PROBLEM TO WORK ON:
Filter the lines below, keeping each one that contains the word "orange". Treat uppercase and lowercase letters as different.

Excerpt from the dataset:
□ □ □ □

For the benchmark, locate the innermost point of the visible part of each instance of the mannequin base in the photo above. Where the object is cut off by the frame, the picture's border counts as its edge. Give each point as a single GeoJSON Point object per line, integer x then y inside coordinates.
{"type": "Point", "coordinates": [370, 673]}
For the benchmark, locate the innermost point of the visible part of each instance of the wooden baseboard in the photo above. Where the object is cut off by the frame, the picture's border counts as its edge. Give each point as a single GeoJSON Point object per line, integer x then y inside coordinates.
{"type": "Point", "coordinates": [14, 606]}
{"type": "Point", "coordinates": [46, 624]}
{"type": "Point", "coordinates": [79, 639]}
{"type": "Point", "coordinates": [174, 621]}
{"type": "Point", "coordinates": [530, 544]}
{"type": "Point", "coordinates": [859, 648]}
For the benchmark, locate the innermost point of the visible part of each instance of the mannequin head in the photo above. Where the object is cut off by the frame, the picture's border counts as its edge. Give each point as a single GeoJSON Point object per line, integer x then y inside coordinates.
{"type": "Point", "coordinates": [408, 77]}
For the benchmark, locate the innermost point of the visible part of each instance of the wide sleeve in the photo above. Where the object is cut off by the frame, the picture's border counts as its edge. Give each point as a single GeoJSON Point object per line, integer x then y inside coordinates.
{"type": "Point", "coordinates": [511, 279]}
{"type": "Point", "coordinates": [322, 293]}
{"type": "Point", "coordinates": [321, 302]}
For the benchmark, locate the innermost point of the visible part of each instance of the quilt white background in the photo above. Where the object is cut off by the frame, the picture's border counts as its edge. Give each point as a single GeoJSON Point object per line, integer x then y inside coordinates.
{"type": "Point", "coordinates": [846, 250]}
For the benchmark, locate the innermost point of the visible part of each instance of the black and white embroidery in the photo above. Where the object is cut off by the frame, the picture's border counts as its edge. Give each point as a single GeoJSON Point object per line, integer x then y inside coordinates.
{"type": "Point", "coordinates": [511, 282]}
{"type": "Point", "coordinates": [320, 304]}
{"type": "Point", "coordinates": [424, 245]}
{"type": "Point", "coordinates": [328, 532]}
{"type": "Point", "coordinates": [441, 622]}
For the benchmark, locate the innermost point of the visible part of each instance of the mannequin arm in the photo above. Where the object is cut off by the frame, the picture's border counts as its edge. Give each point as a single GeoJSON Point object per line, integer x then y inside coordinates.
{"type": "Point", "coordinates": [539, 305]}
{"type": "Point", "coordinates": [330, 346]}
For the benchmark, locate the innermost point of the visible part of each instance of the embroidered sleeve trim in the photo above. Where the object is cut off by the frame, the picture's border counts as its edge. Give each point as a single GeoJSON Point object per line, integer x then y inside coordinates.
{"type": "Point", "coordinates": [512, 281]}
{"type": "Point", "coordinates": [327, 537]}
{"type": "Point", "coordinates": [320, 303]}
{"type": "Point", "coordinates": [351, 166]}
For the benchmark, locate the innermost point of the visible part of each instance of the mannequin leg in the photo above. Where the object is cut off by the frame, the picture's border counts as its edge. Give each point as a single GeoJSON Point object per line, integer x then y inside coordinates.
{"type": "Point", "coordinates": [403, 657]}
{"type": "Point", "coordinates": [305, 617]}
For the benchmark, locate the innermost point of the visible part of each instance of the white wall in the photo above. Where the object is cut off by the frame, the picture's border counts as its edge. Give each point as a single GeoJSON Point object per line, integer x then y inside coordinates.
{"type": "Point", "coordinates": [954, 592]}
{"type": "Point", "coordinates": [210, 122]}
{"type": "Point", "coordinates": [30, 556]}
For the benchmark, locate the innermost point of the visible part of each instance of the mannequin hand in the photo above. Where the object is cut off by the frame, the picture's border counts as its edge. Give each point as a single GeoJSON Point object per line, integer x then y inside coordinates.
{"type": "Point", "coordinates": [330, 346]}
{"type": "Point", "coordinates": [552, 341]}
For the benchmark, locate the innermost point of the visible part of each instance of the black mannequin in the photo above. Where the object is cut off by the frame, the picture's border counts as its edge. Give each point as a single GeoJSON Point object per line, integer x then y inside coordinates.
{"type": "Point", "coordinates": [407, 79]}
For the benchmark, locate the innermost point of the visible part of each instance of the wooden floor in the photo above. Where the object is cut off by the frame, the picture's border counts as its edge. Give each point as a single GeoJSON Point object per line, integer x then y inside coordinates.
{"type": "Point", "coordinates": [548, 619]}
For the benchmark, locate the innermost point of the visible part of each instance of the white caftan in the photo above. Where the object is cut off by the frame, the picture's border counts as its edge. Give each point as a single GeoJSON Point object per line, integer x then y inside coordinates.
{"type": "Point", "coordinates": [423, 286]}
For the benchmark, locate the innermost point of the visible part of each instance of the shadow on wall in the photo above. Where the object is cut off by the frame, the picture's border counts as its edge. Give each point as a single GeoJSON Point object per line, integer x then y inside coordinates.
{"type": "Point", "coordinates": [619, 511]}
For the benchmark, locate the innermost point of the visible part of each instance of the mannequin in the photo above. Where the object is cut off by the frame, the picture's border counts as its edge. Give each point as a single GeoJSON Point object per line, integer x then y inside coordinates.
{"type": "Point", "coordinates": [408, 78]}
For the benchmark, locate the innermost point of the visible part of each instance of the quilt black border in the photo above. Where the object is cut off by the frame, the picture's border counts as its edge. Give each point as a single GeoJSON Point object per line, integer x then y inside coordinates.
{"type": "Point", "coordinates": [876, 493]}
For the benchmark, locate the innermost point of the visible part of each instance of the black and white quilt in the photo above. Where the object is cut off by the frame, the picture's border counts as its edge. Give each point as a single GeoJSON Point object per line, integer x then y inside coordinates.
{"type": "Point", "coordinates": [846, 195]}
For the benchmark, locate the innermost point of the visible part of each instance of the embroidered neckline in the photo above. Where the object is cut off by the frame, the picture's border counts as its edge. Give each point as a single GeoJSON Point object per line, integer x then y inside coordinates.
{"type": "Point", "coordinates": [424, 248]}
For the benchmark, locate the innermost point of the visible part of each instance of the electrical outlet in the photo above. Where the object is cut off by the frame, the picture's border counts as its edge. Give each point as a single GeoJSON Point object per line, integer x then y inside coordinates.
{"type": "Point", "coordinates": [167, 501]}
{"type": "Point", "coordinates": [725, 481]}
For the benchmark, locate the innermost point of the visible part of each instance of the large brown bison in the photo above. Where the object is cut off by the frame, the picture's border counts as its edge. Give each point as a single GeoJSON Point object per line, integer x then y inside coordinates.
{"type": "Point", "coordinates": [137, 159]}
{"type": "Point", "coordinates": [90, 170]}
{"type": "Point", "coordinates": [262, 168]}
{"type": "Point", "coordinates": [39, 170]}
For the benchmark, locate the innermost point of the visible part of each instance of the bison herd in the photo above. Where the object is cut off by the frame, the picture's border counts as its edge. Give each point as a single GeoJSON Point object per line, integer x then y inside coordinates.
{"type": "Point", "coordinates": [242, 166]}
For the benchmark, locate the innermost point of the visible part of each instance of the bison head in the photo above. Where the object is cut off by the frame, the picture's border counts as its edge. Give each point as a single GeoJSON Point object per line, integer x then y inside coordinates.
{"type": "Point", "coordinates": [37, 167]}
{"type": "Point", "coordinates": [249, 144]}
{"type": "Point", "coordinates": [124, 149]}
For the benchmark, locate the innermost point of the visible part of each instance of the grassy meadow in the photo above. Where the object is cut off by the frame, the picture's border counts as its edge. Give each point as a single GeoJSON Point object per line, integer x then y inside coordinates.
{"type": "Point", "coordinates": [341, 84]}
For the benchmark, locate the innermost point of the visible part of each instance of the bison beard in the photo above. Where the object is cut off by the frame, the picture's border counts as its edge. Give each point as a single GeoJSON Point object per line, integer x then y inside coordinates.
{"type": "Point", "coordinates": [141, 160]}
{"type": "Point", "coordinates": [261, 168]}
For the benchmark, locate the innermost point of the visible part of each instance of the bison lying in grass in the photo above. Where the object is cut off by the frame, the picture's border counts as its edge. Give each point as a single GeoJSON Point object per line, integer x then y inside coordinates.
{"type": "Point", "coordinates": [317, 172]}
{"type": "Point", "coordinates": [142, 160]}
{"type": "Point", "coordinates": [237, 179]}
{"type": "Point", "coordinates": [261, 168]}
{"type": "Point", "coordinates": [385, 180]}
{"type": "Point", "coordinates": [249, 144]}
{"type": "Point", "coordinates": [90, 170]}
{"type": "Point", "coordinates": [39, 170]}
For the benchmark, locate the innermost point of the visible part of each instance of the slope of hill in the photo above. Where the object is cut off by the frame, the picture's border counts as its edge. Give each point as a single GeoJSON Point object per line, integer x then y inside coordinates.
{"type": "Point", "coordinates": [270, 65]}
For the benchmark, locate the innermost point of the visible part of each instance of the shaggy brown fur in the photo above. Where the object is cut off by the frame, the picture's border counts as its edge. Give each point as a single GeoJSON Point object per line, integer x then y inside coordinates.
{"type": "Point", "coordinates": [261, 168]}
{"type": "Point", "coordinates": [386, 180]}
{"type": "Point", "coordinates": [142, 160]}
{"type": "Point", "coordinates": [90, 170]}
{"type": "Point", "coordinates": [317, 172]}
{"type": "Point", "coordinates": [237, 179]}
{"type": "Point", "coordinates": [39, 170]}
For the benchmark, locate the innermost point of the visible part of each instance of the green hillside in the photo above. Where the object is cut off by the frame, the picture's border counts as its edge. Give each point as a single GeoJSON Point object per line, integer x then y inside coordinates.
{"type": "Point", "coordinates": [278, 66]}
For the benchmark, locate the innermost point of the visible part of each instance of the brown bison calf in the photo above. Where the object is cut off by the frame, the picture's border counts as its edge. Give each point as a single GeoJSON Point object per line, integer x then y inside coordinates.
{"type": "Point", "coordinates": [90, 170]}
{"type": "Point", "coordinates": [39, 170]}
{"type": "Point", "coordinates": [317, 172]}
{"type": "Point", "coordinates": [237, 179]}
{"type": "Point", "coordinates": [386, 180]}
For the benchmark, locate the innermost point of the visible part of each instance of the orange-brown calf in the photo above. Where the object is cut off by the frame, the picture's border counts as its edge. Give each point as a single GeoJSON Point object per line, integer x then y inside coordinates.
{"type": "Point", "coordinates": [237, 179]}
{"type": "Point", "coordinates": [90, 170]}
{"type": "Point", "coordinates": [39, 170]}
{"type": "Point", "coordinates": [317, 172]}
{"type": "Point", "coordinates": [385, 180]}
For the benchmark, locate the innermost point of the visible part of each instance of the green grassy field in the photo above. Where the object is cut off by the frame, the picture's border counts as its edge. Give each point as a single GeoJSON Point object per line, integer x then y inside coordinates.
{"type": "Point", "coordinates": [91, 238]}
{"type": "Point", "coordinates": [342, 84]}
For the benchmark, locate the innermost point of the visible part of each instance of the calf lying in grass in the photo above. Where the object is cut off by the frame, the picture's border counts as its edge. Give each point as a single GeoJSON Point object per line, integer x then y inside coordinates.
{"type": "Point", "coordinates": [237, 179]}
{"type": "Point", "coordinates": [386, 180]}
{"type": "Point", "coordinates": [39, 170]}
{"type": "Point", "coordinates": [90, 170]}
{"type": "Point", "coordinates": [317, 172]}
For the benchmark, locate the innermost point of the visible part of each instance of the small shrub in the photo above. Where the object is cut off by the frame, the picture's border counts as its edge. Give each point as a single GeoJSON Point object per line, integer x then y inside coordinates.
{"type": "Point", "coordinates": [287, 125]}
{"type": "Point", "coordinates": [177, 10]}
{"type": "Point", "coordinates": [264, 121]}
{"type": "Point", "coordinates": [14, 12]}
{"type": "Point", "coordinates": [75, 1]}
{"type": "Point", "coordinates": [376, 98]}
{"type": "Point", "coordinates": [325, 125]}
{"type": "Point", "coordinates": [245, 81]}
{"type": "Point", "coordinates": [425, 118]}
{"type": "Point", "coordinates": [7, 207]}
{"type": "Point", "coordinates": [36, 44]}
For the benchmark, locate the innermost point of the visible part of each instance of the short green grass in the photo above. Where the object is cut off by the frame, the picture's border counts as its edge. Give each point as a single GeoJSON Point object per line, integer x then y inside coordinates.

□ □ □ □

SOLUTION TO THIS TASK:
For the benchmark, locate the innermost point of the visible part of each instance of the orange-brown calf in the photo above. Where the object is cut off by the frame, the picture's border counts as its edge. Give each point as a single GeoJSON Point object per line, integer x then y inside coordinates.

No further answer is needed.